Phrase grounding data
########################################

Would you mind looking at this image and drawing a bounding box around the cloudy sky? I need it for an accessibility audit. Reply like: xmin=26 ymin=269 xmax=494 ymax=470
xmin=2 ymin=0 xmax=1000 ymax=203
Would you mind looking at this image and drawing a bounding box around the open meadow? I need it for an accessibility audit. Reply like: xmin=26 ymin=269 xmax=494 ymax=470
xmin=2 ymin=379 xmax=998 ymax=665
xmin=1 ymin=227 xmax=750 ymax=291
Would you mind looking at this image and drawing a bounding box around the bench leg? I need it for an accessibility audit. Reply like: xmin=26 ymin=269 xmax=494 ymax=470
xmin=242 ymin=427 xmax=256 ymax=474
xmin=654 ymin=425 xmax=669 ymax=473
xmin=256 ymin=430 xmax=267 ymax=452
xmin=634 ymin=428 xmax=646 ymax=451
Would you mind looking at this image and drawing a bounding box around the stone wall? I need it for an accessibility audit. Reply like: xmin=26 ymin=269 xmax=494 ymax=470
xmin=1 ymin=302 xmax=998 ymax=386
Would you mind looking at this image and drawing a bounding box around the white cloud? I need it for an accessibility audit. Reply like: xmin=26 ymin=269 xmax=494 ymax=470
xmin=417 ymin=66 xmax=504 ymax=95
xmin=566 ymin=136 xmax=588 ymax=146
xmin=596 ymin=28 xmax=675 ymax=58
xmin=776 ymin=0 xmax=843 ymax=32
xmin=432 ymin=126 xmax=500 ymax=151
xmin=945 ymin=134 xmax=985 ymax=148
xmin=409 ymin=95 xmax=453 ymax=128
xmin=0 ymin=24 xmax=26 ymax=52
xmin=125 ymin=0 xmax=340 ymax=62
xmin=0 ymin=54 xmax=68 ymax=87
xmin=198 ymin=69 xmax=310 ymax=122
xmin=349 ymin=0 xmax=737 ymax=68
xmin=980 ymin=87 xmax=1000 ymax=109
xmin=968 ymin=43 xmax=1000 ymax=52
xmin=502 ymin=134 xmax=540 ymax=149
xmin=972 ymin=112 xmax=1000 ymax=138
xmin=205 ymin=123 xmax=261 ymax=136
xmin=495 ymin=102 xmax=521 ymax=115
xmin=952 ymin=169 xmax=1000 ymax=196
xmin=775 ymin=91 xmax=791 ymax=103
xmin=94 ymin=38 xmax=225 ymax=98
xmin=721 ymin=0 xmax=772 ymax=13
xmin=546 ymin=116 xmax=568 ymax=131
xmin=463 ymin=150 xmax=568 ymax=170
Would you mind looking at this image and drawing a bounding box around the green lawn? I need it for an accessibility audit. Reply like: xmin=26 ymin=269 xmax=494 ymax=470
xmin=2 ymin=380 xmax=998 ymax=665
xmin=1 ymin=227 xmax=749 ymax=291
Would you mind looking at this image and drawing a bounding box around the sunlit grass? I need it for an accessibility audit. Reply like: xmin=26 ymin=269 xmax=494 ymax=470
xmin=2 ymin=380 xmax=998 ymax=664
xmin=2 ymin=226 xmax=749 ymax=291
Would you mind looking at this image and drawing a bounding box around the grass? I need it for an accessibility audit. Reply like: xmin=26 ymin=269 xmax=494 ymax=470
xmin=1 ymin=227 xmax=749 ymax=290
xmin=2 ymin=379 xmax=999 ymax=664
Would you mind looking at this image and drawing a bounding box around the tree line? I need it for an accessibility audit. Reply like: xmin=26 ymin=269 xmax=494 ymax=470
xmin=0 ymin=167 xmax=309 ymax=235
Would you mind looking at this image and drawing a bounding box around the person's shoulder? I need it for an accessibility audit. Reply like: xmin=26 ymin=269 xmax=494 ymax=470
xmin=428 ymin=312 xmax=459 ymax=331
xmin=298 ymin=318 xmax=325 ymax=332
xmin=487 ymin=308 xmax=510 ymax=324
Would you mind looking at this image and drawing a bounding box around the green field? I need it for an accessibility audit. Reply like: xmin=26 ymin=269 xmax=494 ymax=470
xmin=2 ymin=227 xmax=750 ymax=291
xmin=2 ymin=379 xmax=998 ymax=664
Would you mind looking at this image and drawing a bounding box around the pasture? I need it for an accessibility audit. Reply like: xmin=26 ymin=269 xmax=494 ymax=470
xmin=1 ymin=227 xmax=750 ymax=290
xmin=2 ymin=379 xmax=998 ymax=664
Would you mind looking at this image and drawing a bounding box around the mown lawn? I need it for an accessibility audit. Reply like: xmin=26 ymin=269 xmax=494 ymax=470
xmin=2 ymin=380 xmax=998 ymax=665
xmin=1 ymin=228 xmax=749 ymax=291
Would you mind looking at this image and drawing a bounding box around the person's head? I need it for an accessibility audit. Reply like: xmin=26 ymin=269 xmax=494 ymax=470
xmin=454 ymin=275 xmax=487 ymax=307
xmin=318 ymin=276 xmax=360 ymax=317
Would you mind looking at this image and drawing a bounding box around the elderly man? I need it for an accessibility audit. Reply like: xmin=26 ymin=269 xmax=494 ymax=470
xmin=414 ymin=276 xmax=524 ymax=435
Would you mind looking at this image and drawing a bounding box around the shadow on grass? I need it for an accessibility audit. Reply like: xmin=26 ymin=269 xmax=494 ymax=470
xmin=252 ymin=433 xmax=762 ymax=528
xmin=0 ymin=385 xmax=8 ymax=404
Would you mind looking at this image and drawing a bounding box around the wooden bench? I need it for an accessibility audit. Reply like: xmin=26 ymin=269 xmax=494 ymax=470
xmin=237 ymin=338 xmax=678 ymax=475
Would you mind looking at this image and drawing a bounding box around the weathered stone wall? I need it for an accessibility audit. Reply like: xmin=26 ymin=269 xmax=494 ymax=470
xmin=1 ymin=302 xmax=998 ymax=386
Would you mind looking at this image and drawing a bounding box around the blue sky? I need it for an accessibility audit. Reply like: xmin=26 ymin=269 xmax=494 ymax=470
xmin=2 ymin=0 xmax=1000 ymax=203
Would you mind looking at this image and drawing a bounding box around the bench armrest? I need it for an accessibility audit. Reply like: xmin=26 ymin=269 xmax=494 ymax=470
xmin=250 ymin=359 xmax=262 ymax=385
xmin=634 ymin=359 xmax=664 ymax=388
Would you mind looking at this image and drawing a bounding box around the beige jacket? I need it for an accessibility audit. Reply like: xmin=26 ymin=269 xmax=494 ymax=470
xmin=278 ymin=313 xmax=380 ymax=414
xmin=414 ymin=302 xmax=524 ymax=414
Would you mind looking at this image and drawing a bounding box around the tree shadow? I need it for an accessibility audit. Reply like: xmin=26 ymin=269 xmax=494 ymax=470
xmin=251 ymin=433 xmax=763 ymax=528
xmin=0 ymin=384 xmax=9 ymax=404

########################################

**Required action:**
Return every record, leaving each line exactly as it was given.

**Your solution:**
Would you mind looking at this image and drawing a bounding box around the cloudy sky? I need it for an accessibility audit. Reply like: xmin=26 ymin=269 xmax=494 ymax=470
xmin=2 ymin=0 xmax=1000 ymax=203
Would you mind looking at this image and drawing a bounding box around the open meadow? I need it for an accessibility audit. Reply like: xmin=26 ymin=269 xmax=494 ymax=470
xmin=2 ymin=379 xmax=998 ymax=665
xmin=1 ymin=227 xmax=750 ymax=291
Would you mind looking at this image and drawing a bounding box around the bench leg? I need it for an accessibility audit. Reply like: xmin=26 ymin=269 xmax=494 ymax=470
xmin=242 ymin=427 xmax=256 ymax=474
xmin=654 ymin=425 xmax=669 ymax=473
xmin=256 ymin=430 xmax=267 ymax=452
xmin=634 ymin=428 xmax=646 ymax=451
Would you mind looking at this image and drawing a bounding box around the stone wall? I need it for an accessibility audit. Reply like: xmin=26 ymin=269 xmax=494 ymax=470
xmin=1 ymin=302 xmax=998 ymax=386
Would you mind looking at this image and drawing a bounding box around the white cloud? I need it for an accessibility audit. Reply like: xmin=26 ymin=269 xmax=494 ymax=470
xmin=417 ymin=66 xmax=504 ymax=95
xmin=566 ymin=136 xmax=588 ymax=146
xmin=596 ymin=28 xmax=675 ymax=58
xmin=776 ymin=0 xmax=843 ymax=32
xmin=432 ymin=126 xmax=500 ymax=151
xmin=945 ymin=134 xmax=985 ymax=148
xmin=409 ymin=95 xmax=453 ymax=128
xmin=0 ymin=24 xmax=26 ymax=52
xmin=125 ymin=0 xmax=340 ymax=62
xmin=0 ymin=54 xmax=68 ymax=87
xmin=198 ymin=69 xmax=310 ymax=122
xmin=349 ymin=0 xmax=737 ymax=68
xmin=980 ymin=87 xmax=1000 ymax=109
xmin=968 ymin=43 xmax=1000 ymax=52
xmin=502 ymin=134 xmax=540 ymax=149
xmin=972 ymin=112 xmax=1000 ymax=138
xmin=205 ymin=123 xmax=261 ymax=136
xmin=495 ymin=102 xmax=521 ymax=115
xmin=952 ymin=169 xmax=1000 ymax=196
xmin=775 ymin=91 xmax=791 ymax=103
xmin=94 ymin=38 xmax=225 ymax=98
xmin=721 ymin=0 xmax=772 ymax=13
xmin=546 ymin=116 xmax=568 ymax=131
xmin=463 ymin=150 xmax=568 ymax=170
Would you mind looking at this image and drawing a bounding box around the green lawn? I need it for an accessibility audit. Reply like: xmin=26 ymin=269 xmax=494 ymax=470
xmin=2 ymin=380 xmax=998 ymax=665
xmin=1 ymin=227 xmax=749 ymax=291
Would you mind looking at this image and drawing a bounding box around the sunlit grass? I need it for an accessibility audit. Reply like: xmin=26 ymin=269 xmax=494 ymax=470
xmin=2 ymin=380 xmax=998 ymax=664
xmin=2 ymin=226 xmax=749 ymax=291
Would you mind looking at this image and drawing a bounding box around the grass? I need it for an accessibility audit. Reply like: xmin=26 ymin=269 xmax=494 ymax=470
xmin=1 ymin=227 xmax=749 ymax=290
xmin=2 ymin=379 xmax=999 ymax=664
Would you mind looking at this image and drawing a bounding box around the tree line? I need it for an accessibility audit. Reply like: xmin=26 ymin=269 xmax=494 ymax=470
xmin=0 ymin=167 xmax=309 ymax=235
Would you mind looking at this image and drawing a bounding box around the person's shoulder? I need it for an accessibility audit. Reply like: xmin=26 ymin=269 xmax=494 ymax=470
xmin=428 ymin=312 xmax=459 ymax=331
xmin=298 ymin=318 xmax=325 ymax=332
xmin=487 ymin=308 xmax=510 ymax=324
Would you mind looking at this image and drawing a bounding box around the green field? I need it for an accessibility audit. Reply like: xmin=26 ymin=269 xmax=494 ymax=470
xmin=2 ymin=227 xmax=750 ymax=291
xmin=2 ymin=379 xmax=998 ymax=664
Would you mind looking at this image and drawing a bounding box around the pasture? I need it for an accessibility audit. Reply like: xmin=26 ymin=269 xmax=494 ymax=470
xmin=1 ymin=227 xmax=750 ymax=290
xmin=2 ymin=379 xmax=998 ymax=664
Would you mind looking at this image and drawing a bounding box around the mown lawn? I need it for an accessibility audit. Reply like: xmin=26 ymin=269 xmax=494 ymax=470
xmin=2 ymin=380 xmax=998 ymax=665
xmin=1 ymin=228 xmax=749 ymax=291
Would you mind looking at this image and drawing a bounding box around the person's head? I need it for an accessibility audit. Reply like: xmin=26 ymin=269 xmax=494 ymax=470
xmin=454 ymin=275 xmax=487 ymax=307
xmin=318 ymin=276 xmax=360 ymax=317
Would you mind looking at this image and drawing a bounding box around the elderly man? I need it for an accessibility audit. Reply like: xmin=26 ymin=269 xmax=494 ymax=470
xmin=414 ymin=276 xmax=524 ymax=435
Would you mind looking at this image and drawing a bounding box around the shadow on grass? I need it for an accessibility audit. Reply like: xmin=26 ymin=269 xmax=494 ymax=470
xmin=252 ymin=433 xmax=762 ymax=528
xmin=0 ymin=385 xmax=8 ymax=404
Would you mind looking at this image and drawing a bounding box around the wooden bench? I need it for an accessibility audit. Reply like: xmin=26 ymin=269 xmax=494 ymax=470
xmin=237 ymin=338 xmax=678 ymax=475
Would you mind looking at this image and drawing a bounding box around the weathered stone wall? I need it for an accessibility audit. Reply like: xmin=26 ymin=269 xmax=494 ymax=470
xmin=1 ymin=302 xmax=998 ymax=386
Would you mind looking at this image and drawing a bounding box around the blue sky? I need it for an accessibility audit. Reply like: xmin=26 ymin=269 xmax=494 ymax=470
xmin=2 ymin=0 xmax=1000 ymax=203
Would you mind looking at this image and drawing a bounding box around the bench armrest? I need it for an accessibility audit. Reply like: xmin=26 ymin=269 xmax=494 ymax=470
xmin=250 ymin=359 xmax=262 ymax=385
xmin=634 ymin=359 xmax=664 ymax=388
Would you mind looking at this image and drawing a bounding box around the beige jacket? I need it for an accessibility audit. Reply like: xmin=26 ymin=269 xmax=494 ymax=470
xmin=278 ymin=313 xmax=380 ymax=414
xmin=414 ymin=302 xmax=524 ymax=414
Would you mind looking at this image and drawing a bounding box around the tree shadow? I need it for an accessibility audit. Reply like: xmin=26 ymin=269 xmax=494 ymax=470
xmin=251 ymin=433 xmax=763 ymax=528
xmin=0 ymin=384 xmax=9 ymax=404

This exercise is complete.